Stated goal 1 -
List every calendar date that appears on the blog page.

Page -
+ + + + + + +

Barry Lyga's Blog: The BLog, page 4
March 20, 2025
Distraction-Free Writing Gizmo!

Yes, it’s yet another one of those “distraction-free” writing gadgets. This one is a Japanese import being readied for the American market. I have complicated feelings about these sorts of things. I would never use one, but damn aren’t they cool???
March 19, 2025
From My Hard Drive: I Hunt Killers and…Ewoks???

Came across this in my folder stuffed full of I Hunt Killers files and realized almost none of you would have ever seen it. It’s a piece I wrote for The Big Thrill, which is the newsletter of the International Thriller Writers, a society of… You know, I bet you can guess.
Anyway, I wrote this piece on the occasion of the publication of Blood of My Blood. Enjoy!
“Watch out for the Ewoks,” my brother told me.
Let me explain.
The time: A couple of years ago. The topic: The third and final book in my thriller series I Hunt Killers, titled Blood of My Blood. The book hits shelves on September 9, but at the time of the conversation with my brother, I had just begun writing it.
“Watch out for the Ewoks.”
The I Hunt Killers series takes place very much on earth, in the present day, with nary a lightsaber, hyperdrive, Jedi, or Bantha in sight. It tells the story of Jasper “Jazz” Dent, the son of Billy Dent, the world’s most notorious serial killer, and his quest to figure out if he’s been damned by nature and by nurture to follow in his father’s footsteps. It’s gruesome, intense, and very, very down to earth.
So why was my brother exhorting me to beware the fuzzy alien critters from Return of the Jedi?

+ + + + + + +

Records shown -
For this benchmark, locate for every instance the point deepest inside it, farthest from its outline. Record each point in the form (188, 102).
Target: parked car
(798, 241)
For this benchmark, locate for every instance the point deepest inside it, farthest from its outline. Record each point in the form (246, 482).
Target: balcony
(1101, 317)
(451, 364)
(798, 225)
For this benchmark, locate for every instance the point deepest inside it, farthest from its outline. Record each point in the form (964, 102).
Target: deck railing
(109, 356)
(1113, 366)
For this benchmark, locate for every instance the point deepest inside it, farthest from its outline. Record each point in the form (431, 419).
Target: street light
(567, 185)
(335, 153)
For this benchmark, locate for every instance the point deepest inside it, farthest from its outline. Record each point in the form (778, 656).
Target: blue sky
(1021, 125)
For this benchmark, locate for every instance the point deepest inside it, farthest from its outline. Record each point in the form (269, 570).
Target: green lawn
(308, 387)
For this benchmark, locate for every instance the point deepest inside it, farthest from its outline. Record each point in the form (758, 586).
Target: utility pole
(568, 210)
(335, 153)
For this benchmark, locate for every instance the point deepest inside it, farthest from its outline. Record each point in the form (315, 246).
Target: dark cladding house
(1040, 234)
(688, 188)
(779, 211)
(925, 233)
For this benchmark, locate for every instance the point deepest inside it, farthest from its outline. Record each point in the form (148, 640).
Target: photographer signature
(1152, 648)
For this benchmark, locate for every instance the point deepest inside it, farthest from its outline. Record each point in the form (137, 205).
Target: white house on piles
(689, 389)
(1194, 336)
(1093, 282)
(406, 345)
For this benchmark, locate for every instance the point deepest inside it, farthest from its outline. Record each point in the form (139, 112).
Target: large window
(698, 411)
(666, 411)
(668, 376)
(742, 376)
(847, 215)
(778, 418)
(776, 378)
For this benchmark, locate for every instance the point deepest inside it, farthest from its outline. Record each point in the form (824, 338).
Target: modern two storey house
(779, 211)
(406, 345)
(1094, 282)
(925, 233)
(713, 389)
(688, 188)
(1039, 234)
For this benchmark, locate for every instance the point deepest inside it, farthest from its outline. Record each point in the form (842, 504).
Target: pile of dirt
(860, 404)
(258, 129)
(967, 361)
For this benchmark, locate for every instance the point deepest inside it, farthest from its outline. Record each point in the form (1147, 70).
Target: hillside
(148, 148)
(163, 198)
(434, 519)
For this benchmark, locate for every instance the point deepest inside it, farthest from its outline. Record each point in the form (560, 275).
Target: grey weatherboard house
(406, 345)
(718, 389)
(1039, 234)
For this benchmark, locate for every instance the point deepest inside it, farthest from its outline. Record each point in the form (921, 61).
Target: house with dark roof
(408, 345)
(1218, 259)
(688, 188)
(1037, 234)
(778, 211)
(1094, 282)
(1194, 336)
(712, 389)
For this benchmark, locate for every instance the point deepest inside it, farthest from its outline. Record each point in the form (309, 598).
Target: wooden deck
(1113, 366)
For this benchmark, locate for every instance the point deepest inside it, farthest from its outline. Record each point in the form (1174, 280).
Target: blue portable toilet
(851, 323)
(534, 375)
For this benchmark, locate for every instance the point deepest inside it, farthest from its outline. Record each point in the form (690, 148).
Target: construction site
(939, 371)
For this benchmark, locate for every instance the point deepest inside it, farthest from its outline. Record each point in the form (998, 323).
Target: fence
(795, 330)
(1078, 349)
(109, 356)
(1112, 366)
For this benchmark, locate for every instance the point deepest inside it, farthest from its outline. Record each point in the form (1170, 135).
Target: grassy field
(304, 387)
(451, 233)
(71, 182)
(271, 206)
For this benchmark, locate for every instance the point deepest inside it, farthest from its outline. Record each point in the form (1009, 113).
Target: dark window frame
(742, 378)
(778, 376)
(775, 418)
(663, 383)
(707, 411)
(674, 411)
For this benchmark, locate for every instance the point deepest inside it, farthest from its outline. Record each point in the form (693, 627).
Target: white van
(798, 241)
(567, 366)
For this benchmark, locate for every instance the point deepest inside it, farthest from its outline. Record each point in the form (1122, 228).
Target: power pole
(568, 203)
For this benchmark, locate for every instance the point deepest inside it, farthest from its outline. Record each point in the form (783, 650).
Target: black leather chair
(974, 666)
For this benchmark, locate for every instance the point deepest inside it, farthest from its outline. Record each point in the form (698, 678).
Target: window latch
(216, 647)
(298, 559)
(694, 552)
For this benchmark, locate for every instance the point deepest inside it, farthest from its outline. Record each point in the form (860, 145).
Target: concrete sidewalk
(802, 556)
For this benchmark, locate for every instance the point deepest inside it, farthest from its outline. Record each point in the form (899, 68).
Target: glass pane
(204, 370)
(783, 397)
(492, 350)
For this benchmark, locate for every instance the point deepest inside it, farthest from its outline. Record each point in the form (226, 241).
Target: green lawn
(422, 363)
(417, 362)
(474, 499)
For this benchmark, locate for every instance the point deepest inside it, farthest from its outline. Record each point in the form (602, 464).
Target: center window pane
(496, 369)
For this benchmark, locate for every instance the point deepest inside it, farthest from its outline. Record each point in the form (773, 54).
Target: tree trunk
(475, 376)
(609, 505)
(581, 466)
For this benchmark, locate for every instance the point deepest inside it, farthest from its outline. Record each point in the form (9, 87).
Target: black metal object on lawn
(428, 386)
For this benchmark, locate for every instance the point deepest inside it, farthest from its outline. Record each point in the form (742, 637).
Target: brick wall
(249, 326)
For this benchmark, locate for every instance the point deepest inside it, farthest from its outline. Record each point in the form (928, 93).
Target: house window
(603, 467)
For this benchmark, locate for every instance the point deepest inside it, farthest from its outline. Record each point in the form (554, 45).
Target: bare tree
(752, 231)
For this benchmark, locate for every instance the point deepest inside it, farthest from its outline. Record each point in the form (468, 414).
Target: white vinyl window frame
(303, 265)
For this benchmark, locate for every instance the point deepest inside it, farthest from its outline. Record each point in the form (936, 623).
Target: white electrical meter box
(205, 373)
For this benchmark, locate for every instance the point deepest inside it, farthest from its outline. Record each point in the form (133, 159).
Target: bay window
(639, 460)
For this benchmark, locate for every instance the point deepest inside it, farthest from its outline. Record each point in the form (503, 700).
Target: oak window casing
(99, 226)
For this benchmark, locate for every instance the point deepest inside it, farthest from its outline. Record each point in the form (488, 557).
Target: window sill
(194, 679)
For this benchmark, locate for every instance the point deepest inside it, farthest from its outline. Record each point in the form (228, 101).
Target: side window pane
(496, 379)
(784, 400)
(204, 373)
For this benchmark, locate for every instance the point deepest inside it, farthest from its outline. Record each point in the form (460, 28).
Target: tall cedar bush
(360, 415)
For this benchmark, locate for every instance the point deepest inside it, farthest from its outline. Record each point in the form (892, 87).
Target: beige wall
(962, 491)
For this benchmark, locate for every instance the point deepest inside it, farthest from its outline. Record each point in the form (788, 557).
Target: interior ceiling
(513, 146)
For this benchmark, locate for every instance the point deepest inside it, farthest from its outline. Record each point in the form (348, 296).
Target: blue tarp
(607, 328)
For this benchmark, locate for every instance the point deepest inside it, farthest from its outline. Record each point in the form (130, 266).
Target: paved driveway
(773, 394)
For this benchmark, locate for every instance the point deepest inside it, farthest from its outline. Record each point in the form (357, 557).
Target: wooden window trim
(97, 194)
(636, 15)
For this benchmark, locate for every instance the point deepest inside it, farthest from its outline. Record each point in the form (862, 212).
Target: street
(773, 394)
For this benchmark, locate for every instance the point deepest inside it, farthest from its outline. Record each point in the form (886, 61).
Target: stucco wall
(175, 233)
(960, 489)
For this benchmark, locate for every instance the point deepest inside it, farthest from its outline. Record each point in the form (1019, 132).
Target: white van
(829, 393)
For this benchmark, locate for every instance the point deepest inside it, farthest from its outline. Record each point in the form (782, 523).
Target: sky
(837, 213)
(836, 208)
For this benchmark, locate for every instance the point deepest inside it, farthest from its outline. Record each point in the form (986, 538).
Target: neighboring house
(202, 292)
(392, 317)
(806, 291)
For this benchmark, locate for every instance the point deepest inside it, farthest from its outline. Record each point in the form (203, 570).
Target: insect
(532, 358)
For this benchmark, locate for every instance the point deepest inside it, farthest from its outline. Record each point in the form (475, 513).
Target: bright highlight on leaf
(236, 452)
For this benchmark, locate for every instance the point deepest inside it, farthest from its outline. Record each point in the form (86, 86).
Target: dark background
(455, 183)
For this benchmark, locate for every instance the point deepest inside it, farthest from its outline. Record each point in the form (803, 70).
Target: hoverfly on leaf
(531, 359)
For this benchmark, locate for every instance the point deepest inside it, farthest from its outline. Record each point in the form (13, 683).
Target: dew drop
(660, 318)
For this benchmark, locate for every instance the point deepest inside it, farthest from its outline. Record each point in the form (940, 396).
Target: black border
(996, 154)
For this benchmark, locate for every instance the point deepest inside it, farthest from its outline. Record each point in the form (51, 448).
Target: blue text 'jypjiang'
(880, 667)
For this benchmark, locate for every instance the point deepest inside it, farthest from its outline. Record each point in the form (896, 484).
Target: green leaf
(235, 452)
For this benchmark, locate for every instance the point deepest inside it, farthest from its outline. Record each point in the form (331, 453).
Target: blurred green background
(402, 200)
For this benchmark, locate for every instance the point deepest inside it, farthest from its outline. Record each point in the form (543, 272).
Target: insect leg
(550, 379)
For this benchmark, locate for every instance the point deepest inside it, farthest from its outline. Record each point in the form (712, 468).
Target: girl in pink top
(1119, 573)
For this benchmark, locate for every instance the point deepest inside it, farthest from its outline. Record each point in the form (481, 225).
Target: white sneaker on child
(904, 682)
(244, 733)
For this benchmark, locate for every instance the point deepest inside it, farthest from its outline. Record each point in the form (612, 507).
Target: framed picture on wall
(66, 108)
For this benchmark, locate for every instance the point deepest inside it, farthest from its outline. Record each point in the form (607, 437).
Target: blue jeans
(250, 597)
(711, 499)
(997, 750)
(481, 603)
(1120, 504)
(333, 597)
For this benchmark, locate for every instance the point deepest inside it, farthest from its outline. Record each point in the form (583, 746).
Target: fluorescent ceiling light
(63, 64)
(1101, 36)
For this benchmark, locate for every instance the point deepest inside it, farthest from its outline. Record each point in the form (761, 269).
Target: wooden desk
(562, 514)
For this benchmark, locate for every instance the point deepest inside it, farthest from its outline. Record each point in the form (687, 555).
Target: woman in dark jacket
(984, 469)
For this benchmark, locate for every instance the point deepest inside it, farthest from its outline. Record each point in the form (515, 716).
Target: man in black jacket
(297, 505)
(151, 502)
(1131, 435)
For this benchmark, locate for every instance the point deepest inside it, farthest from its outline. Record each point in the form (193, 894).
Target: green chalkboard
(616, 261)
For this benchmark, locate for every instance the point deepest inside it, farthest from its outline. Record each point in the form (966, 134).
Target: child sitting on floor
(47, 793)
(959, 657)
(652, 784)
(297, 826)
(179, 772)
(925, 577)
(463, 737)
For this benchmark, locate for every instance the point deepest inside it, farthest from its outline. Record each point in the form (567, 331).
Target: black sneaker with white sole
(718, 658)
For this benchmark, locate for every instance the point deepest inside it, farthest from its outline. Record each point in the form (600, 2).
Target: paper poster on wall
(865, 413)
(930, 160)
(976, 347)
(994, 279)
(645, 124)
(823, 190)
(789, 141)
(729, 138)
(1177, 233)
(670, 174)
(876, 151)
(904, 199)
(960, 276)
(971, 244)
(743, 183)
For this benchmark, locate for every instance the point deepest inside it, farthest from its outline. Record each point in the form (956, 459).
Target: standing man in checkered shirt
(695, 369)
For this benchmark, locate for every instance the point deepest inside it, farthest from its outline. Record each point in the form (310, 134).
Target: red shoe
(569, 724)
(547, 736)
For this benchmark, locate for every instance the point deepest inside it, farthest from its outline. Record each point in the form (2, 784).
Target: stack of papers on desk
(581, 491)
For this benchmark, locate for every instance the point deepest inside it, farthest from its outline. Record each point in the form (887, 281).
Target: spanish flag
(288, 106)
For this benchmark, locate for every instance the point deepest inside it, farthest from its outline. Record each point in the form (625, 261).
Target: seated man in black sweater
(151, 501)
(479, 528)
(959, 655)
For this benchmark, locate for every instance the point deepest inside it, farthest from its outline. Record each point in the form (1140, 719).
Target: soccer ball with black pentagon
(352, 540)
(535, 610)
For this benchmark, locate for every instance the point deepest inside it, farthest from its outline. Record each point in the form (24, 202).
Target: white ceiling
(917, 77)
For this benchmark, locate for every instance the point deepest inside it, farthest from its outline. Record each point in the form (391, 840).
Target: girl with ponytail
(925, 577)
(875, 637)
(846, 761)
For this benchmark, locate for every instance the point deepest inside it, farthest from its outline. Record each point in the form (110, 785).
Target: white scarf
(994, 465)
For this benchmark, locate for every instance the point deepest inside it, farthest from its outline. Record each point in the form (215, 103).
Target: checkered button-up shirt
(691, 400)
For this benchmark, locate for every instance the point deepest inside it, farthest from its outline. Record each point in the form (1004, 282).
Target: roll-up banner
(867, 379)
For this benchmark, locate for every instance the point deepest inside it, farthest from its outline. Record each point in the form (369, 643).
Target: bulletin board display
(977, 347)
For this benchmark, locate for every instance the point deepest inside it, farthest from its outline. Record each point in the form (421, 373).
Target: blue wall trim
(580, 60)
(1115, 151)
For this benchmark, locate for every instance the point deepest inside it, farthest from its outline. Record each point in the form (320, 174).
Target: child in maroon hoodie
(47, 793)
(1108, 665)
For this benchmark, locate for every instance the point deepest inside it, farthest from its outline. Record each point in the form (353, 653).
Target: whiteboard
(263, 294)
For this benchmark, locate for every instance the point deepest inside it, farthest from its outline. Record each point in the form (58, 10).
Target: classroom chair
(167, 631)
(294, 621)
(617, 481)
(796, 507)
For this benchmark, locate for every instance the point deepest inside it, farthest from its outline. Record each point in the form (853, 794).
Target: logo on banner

+ + + + + + +

Stated goal 2 -
Format the stretch of the records from their start through the line containing "(1021, 125)" as a JSON list of strings, one string per line.

Worked solution 1 -
March 20, 2025
March 19, 2025
September 9

Worked solution 2 -
[
  "For this benchmark, locate for every instance the point deepest inside it, farthest from its outline. Record each point in the form (188, 102).",
  "Target: parked car",
  "(798, 241)",
  "For this benchmark, locate for every instance the point deepest inside it, farthest from its outline. Record each point in the form (246, 482).",
  "Target: balcony",
  "(1101, 317)",
  "(451, 364)",
  "(798, 225)",
  "For this benchmark, locate for every instance the point deepest inside it, farthest from its outline. Record each point in the form (964, 102).",
  "Target: deck railing",
  "(109, 356)",
  "(1113, 366)",
  "For this benchmark, locate for every instance the point deepest inside it, farthest from its outline. Record each point in the form (431, 419).",
  "Target: street light",
  "(567, 185)",
  "(335, 153)",
  "For this benchmark, locate for every instance the point deepest inside it, farthest from its outline. Record each point in the form (778, 656).",
  "Target: blue sky",
  "(1021, 125)"
]